GOAL 1 =>
What date heads the second letter in the excerpted letters below?

EXCERPTED PASSAGE =>
* START *

A little girl was brought in here yesterday—all shot full of holes—both her eyes blown out. It seems that she and a few others found a hand grenade and decided to play with it. Her brother died soon after he was brought in. 3 other kids were slightly hurt and she if she makes it will be blind and all scarred. It's a pretty horrible thing—she's got plenty of guts and certainly can take it—you never hear a whimper out of her. She's about 10 years old. It's the same sort of thing you see in places that have been bombed, only more of it. It's a stinking business. We still get very little news of what's doing. I still don't read Spanish, so there you are. I can speak a few more words. I wish I could make myself sit down for an hour a day and study, but there's always something more pleasant to do. Maybe some day soon—

I haven't written home for a while, so will you give them my love?

Here's hoping we beat the hell out of the fascists soon, so I can get back.

Keep on writing—

Saluda Comarado (the one & only salutation around here).



June 29, 1938

Hi Herb,

Last winter we had the coldest winter in about twenty years and now it seems, we're headed for the hottest summer in a long time. From eleven in the morning to 3 or 4 in the afternoon it is simply physically impossible to do anything. The slightest motion brings oceans of thick, stinking sweat rolling down your body. The civilians sleep their famous siesta, but for us, living in trenches or in open fields, even this is almost impossible. For along with the hot weather came the flies. Not flies like the delicate, frightened creatures we have in the states. Oh, no. Big, heavy, tough, persistent things that you can't shoo away. They swarm in thick clouds over every square inch of your body that's exposed, buzzing ferociously, creeping across your skin so heavily you can feel each individual footstep, biting so that you almost forget the lice. And when you swing at them, they don't scatter like properly civilized American flies. They merely fly off two or three inches and are back on you before your hand is at rest. If you lie uncovered they torment you to distraction and if you put even the most sheer piece of material over you, you drown in your own sweat. And the lice, thriving on the rich sweat, grow fat & bloated like well-fed pigs and dig fortifications in your skin.

* END *

DATA =>
* START *

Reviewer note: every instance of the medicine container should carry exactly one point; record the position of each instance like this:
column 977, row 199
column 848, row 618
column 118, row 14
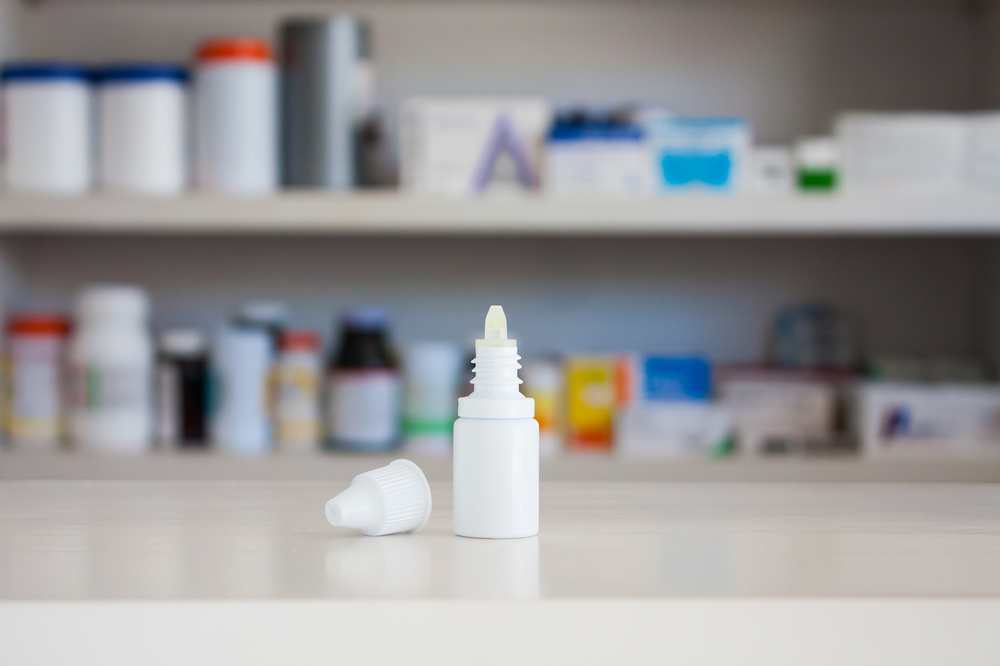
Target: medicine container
column 236, row 116
column 46, row 125
column 110, row 370
column 143, row 128
column 364, row 388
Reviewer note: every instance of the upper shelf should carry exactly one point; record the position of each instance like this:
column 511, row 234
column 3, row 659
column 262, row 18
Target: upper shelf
column 393, row 213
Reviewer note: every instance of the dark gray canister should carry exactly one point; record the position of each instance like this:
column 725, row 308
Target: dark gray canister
column 319, row 100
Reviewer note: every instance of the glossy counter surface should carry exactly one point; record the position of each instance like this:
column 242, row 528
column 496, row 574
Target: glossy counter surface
column 853, row 564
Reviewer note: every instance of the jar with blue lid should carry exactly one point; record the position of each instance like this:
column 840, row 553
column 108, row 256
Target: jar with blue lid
column 47, row 124
column 142, row 128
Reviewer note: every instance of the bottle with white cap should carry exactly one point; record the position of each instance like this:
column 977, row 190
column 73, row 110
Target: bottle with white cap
column 111, row 365
column 496, row 444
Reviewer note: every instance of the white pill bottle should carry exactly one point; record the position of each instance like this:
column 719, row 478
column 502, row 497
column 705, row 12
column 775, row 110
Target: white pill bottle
column 496, row 445
column 111, row 366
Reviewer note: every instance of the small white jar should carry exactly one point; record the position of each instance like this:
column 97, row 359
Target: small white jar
column 46, row 117
column 142, row 113
column 236, row 117
column 111, row 366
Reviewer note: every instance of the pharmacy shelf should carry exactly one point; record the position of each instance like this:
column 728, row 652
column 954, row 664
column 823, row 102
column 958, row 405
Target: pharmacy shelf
column 215, row 466
column 399, row 214
column 202, row 572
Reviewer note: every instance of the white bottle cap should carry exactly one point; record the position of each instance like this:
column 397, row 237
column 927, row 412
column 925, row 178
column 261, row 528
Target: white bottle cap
column 387, row 500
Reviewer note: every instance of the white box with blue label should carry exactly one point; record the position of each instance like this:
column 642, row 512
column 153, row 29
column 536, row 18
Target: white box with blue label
column 914, row 419
column 667, row 411
column 597, row 157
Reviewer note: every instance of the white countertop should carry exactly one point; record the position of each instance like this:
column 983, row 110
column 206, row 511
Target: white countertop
column 208, row 571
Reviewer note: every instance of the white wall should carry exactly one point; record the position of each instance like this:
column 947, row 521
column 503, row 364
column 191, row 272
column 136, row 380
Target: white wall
column 707, row 295
column 788, row 66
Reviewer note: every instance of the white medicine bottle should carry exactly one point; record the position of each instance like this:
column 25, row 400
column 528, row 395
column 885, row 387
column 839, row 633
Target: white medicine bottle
column 496, row 444
column 111, row 365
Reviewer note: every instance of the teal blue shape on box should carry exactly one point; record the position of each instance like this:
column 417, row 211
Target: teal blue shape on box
column 680, row 169
column 675, row 378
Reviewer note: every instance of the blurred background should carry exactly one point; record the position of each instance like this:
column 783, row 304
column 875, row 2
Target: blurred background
column 725, row 231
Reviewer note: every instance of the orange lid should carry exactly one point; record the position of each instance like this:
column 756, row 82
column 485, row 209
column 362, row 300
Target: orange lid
column 300, row 339
column 235, row 48
column 38, row 324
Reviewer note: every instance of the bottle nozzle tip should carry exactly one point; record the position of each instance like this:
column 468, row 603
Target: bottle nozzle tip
column 496, row 323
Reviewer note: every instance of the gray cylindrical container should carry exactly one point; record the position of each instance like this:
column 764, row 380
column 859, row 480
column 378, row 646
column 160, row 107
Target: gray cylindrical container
column 320, row 100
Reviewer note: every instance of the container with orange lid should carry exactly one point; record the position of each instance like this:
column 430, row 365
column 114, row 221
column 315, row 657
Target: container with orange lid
column 297, row 380
column 34, row 362
column 236, row 116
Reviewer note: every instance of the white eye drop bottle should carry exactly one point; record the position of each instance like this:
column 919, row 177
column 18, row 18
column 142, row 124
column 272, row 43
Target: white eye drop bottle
column 496, row 444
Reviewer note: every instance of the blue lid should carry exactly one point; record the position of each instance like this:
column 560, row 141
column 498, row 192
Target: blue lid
column 47, row 70
column 366, row 318
column 139, row 72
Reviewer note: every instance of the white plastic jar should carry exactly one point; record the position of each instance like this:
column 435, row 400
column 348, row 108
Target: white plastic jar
column 142, row 113
column 46, row 117
column 236, row 117
column 241, row 421
column 111, row 366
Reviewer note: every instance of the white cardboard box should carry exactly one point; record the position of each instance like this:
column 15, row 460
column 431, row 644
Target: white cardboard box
column 767, row 410
column 927, row 419
column 463, row 146
column 903, row 153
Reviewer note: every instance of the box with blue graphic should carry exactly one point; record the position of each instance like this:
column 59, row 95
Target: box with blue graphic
column 708, row 154
column 668, row 378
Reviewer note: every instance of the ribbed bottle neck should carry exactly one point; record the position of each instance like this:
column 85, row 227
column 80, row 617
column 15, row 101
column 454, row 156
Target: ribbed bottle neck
column 495, row 370
column 496, row 386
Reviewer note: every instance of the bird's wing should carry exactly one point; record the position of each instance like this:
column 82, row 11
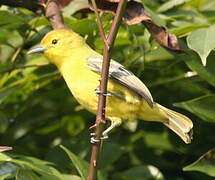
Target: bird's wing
column 118, row 73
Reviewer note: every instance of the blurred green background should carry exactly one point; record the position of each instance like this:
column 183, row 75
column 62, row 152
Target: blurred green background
column 38, row 113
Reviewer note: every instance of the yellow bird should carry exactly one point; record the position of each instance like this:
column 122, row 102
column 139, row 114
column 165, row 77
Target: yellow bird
column 127, row 97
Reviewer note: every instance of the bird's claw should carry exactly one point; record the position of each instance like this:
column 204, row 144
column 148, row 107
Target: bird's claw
column 93, row 140
column 104, row 137
column 98, row 92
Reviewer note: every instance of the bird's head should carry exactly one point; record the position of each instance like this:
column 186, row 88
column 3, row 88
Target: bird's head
column 59, row 43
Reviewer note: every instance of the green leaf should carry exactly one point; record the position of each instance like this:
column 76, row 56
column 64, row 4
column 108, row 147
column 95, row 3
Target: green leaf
column 193, row 61
column 10, row 20
column 203, row 107
column 80, row 165
column 109, row 154
column 170, row 4
column 205, row 164
column 143, row 172
column 202, row 41
column 26, row 174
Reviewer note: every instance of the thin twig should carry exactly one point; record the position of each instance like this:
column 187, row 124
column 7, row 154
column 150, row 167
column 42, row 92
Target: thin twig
column 54, row 15
column 100, row 118
column 99, row 23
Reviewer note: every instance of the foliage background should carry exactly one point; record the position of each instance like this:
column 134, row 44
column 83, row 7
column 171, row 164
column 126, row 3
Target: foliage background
column 38, row 113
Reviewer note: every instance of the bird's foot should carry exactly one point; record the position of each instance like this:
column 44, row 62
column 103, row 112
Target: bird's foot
column 98, row 92
column 93, row 140
column 93, row 126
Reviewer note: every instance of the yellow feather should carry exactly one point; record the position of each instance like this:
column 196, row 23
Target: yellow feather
column 70, row 55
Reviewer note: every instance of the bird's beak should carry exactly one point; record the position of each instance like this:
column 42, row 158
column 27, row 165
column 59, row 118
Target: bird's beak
column 37, row 49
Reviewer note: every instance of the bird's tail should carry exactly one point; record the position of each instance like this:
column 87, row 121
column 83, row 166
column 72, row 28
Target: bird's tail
column 178, row 123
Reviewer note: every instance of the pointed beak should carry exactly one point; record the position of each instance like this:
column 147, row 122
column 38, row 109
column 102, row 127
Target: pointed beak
column 37, row 49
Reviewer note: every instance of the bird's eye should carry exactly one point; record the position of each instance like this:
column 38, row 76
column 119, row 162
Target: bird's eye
column 54, row 41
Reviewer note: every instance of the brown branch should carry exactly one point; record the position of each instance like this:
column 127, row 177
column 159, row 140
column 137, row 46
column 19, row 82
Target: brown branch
column 100, row 118
column 53, row 14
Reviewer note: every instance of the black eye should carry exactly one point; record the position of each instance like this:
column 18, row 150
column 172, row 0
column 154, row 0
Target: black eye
column 54, row 41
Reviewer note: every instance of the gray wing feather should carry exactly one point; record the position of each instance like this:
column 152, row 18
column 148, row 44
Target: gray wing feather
column 118, row 73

* END *

GOAL 2 =>
Arrange the lines of the records that fall between the line containing "Reviewer note: every instance of the thin" and the line containing "column 99, row 23", inclusive, as a JSON list of strings with one string per line and no blank lines.

PROBLEM SOLUTION 1 =>
June 29, 1938

PROBLEM SOLUTION 2 =>
[
  "Reviewer note: every instance of the thin twig should carry exactly one point; record the position of each instance like this:",
  "column 187, row 124",
  "column 7, row 154",
  "column 150, row 167",
  "column 42, row 92",
  "Target: thin twig",
  "column 54, row 15",
  "column 100, row 118",
  "column 99, row 23"
]